» **Exercise tasks**:
a) Return, word for word, the part of the WebRTC debugging text that opens with the words "This logs the" and closes with "id=abc123 turn=turn:relay.example.com:3478 (155ms)".
b) Supply the next part of the WebRTC debugging text, starting right after its final sentence.

The browser creates a WebRTC offer, posts it via the signaling server. term-llm polls for offers, generates an answer, and posts it back. Once both sides have each other’s SDP (which includes ICE candidates), they establish a direct UDP connection. After that, the signaling server is no longer involved.

Debugging

Diagnostics mode

Add ?webrtc_diag=1 to the URL to enable detailed console logging:

https://your-host/chat?webrtc_diag=1

This logs the full connection lifecycle with timestamps:

[webrtc] +0ms init signaling=https://signal.example.com/webrtc
[webrtc] +156ms session created id=abc123 turn=turn:relay.example.com:3478 (155ms)
[webrtc] +173ms ICE candidate: srflx udp 203.0.113.5:8171 raddr=0.0.0.0:0
[webrtc] +536ms ICE candidate: relay udp 198.51.100.1:49920 raddr=203.0.113.5:8171
[webrtc] +4166ms ICE gathering complete
[webrtc] +4333ms offer sent (166ms)
[webrtc] +6217ms answer received
[webrtc] +6218ms ICE state=checking
[webrtc] +6224ms ICE state=connected
[webrtc] +6243ms data channel open; fetch patched
[webrtc] +9904ms → GET /chat/v1/sessions/abc123/state (0b)
[webrtc] +9922ms ← 200 GET /chat/v1/sessions/abc123/state (512b, 17ms)

Key things to look for:

  • ICE candidates: host means a local interface, srflx is a STUN-discovered public address (direct), relay is a TURN relay. Direct connections use host or srflx candidates.
  • Signaling timing: the (Nms) after session creation and offer sent shows how long the signaling server took. High values suggest network latency to the signaling server.
  • Per-request latency: each line shows status, response size, and round-trip time. Compare against the HTTPS path to confirm WebRTC is faster.

You can also set window.__WEBRTC_DIAGNOSTICS__ = true in the browser console before page load for the same effect.

Force TURN relay

Add ?webrtc_turn=1 to force all traffic through the TURN relay, ignoring direct candidates:

https://your-host/chat?webrtc_diag=1&webrtc_turn=1

This sets iceTransportPolicy=relay on the RTCPeerConnection. Only relay (TURN) candidates are used. Useful for:

  • Measuring TURN latency vs direct connectivity
  • Verifying your TURN server is working
  • Testing the fallback path without leaving your LAN

With diagnostics enabled, you’ll see only relay candidates gathered, with no host or srflx.

Server-side logging

term-llm logs WebRTC events to stderr with the webrtc: prefix:

webrtc: ICE connection established for session abc123
webrtc: DTLS handshake complete for session abc123
webrtc: SCTP association established for session abc123
webrtc: data channel open for session abc123

If connections fail silently, check these logs for DTLS handshake errors or SCTP association failures.

» **Supplied material**:
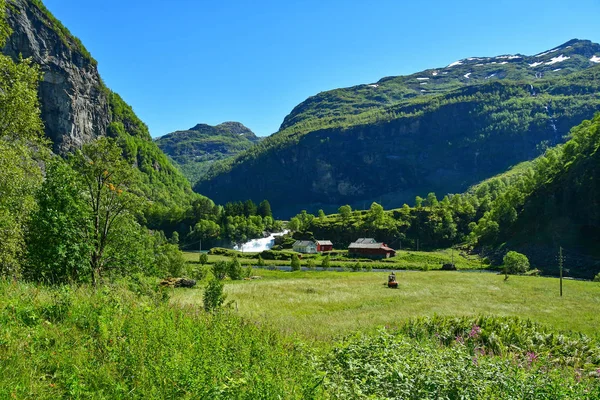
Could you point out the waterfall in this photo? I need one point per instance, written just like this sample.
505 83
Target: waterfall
258 245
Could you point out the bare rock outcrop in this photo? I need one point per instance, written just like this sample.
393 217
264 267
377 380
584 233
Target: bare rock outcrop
74 101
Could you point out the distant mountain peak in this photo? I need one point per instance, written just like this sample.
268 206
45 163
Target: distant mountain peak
229 127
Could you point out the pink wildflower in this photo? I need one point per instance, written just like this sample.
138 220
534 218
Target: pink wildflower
531 357
475 331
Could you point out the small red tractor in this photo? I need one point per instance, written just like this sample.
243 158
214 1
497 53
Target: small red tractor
392 282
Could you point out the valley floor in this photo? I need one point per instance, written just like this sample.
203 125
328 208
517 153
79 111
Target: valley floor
324 305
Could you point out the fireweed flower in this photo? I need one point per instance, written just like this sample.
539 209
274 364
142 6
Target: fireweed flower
475 331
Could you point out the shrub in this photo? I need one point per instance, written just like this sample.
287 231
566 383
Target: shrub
515 263
295 263
220 269
235 270
325 264
213 297
203 258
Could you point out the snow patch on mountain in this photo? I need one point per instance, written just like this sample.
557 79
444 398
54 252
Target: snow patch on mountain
558 59
548 52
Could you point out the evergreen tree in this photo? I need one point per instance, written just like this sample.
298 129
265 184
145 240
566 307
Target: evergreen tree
264 209
295 263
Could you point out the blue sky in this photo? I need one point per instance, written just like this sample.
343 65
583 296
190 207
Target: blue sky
183 62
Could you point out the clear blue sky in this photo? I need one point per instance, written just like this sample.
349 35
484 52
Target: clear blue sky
182 62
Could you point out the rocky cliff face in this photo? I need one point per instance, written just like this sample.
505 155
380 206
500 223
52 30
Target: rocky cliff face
74 101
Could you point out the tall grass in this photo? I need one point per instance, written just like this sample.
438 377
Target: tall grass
114 343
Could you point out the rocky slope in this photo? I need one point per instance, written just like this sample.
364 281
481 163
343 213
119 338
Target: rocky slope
439 130
76 105
74 102
195 149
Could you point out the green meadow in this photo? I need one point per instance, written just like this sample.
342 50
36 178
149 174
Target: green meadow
324 305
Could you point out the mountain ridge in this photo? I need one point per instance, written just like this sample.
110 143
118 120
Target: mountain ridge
195 149
531 108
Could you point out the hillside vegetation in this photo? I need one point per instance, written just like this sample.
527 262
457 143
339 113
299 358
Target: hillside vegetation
356 145
195 149
535 207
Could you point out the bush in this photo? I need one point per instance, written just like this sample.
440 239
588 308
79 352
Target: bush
325 264
220 269
295 263
203 258
213 297
515 263
235 270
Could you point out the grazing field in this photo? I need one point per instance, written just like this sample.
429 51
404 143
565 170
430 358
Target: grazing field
325 305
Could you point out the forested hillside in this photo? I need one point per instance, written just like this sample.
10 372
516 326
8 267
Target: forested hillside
535 208
81 201
195 149
440 130
77 107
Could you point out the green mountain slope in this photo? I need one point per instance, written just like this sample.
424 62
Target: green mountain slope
195 149
390 141
557 203
76 106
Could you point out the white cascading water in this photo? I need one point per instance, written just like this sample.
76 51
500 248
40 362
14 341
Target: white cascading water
258 245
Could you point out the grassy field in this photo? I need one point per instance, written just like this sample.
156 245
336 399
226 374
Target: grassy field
325 305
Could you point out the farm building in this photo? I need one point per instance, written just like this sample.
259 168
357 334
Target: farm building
305 246
370 248
324 245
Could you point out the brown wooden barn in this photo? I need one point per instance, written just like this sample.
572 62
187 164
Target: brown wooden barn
324 245
370 248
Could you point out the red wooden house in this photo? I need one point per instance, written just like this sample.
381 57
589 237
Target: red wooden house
324 245
369 248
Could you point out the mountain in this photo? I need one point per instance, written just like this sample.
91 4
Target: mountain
556 199
195 149
440 130
77 107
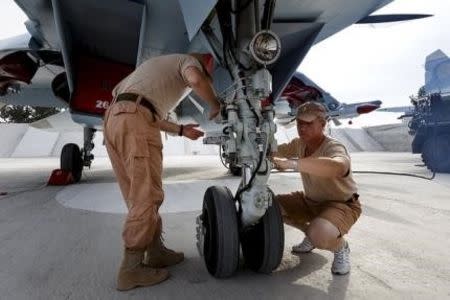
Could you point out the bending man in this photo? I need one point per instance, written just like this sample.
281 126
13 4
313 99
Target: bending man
132 135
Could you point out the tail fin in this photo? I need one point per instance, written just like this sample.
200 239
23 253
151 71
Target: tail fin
437 72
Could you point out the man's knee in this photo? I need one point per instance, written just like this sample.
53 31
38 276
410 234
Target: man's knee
322 233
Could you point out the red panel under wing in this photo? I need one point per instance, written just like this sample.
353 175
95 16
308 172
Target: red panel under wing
95 80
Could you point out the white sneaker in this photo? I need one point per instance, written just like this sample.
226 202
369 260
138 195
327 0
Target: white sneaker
304 247
341 262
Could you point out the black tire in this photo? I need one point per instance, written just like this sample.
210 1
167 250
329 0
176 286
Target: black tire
235 170
72 161
263 243
221 243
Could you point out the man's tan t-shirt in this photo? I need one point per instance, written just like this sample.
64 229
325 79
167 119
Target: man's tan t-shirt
319 188
160 80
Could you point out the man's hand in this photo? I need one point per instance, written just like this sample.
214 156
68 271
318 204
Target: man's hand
214 111
282 164
191 132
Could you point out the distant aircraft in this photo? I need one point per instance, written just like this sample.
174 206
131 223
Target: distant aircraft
437 81
76 51
301 89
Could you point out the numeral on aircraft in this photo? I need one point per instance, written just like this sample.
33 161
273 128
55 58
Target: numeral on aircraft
102 104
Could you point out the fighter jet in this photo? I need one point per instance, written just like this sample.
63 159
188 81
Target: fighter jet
301 89
76 52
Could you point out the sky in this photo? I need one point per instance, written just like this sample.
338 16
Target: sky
362 62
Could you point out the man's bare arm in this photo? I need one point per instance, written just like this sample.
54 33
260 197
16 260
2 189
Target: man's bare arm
318 166
324 166
168 126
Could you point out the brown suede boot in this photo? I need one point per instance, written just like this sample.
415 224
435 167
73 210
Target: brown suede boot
133 273
158 256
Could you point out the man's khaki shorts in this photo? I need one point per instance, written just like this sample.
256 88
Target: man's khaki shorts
299 211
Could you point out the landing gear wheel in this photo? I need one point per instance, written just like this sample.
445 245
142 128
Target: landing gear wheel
263 243
221 241
72 161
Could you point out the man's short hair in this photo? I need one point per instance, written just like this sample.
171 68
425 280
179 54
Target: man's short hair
311 110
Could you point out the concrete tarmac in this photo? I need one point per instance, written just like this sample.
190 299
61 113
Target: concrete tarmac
65 242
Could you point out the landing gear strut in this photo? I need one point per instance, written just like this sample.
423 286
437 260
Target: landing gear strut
252 217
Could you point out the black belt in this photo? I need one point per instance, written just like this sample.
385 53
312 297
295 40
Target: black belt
354 197
133 98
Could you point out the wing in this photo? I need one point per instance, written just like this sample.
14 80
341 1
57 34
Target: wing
99 43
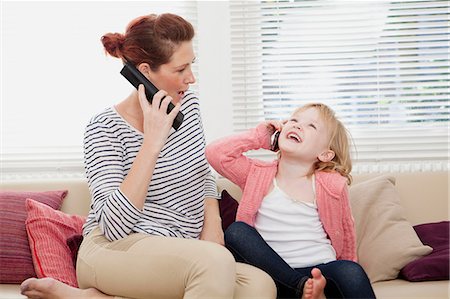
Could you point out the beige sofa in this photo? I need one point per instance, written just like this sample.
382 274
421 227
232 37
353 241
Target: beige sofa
424 197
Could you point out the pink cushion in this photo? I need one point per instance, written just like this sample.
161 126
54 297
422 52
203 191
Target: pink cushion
48 231
15 256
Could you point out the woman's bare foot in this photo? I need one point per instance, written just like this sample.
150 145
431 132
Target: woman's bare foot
314 287
49 288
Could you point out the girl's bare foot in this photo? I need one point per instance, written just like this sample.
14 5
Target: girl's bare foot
49 288
314 287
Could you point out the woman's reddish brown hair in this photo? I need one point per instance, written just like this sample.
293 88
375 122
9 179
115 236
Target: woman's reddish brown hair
149 39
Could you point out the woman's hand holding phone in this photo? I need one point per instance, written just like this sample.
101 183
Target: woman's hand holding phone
157 123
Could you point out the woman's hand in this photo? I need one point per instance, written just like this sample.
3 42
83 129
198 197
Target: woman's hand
157 122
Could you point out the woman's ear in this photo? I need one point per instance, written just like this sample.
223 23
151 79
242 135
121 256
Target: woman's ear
144 68
326 156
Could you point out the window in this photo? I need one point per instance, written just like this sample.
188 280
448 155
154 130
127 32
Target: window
383 66
55 76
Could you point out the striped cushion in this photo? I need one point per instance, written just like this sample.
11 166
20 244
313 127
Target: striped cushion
15 256
48 231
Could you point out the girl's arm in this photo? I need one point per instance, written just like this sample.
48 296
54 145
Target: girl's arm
348 224
212 224
226 155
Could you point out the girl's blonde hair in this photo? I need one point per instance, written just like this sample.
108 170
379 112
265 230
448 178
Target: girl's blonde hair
339 142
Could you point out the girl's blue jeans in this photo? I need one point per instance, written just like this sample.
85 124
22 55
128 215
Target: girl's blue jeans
345 279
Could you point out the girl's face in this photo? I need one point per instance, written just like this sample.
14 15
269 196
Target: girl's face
176 75
305 135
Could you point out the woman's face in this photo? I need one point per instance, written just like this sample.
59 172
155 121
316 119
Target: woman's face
176 75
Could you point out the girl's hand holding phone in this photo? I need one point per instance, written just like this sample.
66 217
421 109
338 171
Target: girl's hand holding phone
157 123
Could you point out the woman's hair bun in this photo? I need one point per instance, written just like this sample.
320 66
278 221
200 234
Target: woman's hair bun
113 42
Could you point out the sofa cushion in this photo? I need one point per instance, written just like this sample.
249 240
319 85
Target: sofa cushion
434 266
48 232
386 241
15 256
228 208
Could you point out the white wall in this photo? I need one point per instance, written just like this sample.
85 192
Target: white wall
55 74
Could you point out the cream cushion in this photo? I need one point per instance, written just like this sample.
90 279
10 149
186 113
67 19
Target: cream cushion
386 241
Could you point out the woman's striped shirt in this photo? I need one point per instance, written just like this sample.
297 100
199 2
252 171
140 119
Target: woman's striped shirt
180 182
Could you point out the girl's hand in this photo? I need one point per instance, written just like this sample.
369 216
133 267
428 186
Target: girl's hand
157 122
274 125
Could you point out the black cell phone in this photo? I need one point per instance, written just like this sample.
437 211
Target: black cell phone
274 146
135 77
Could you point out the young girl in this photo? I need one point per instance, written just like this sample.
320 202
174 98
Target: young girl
294 219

» **Answers to the exercises**:
a)
This logs the full connection lifecycle with timestamps:

[webrtc] +0ms init signaling=https://signal.example.com/webrtc
[webrtc] +156ms session created id=abc123 turn=turn:relay.example.com:3478 (155ms)

b)
Troubleshooting

No lightning bolt in the UI: WebRTC negotiation failed silently. Check:

  • The signaling URL is reachable from both the browser and the home machine
  • The signaling token is correct
  • STUN servers are reachable (corporate firewalls sometimes block UDP)
  • Both sides can reach each other via UDP (symmetric NAT on both sides will prevent direct connections without a TURN relay)
  • Enable ?webrtc_diag=1 to see where the process stalls

Works locally but not remotely: you likely need a TURN relay for NAT traversal. Add a TURN server URL via --webrtc-stun:

term-llm serve web --webrtc \
  --webrtc-signaling-url https://signal.example.com/webrtc \
  --webrtc-stun "turn:turn.example.com:3478?transport=udp"

High latency despite direct connection: enable ?webrtc_diag=1 and check:

  • The ICE candidate pair should use host or srflx, not relay
  • If you see only relay candidates, your STUN server may be unreachable
  • Use ?webrtc_turn=1 to confirm TURN adds measurable latency, then compare without it

ICE gathering takes 40+ seconds: likely IPv6 STUN timeouts or TCP TURN candidates. Ensure your TURN URL includes ?transport=udp to prevent TCP fallback attempts. The browser caps gathering at 4 seconds to mitigate this, but broken STUN servers can still delay the process.

Data channel opens then immediately closes: check server logs for panics. Common causes include missing SRTP protection profiles in the DTLS config (Chrome always negotiates use_srtp even for data channels) or nil pointer dereferences in pion library initialization.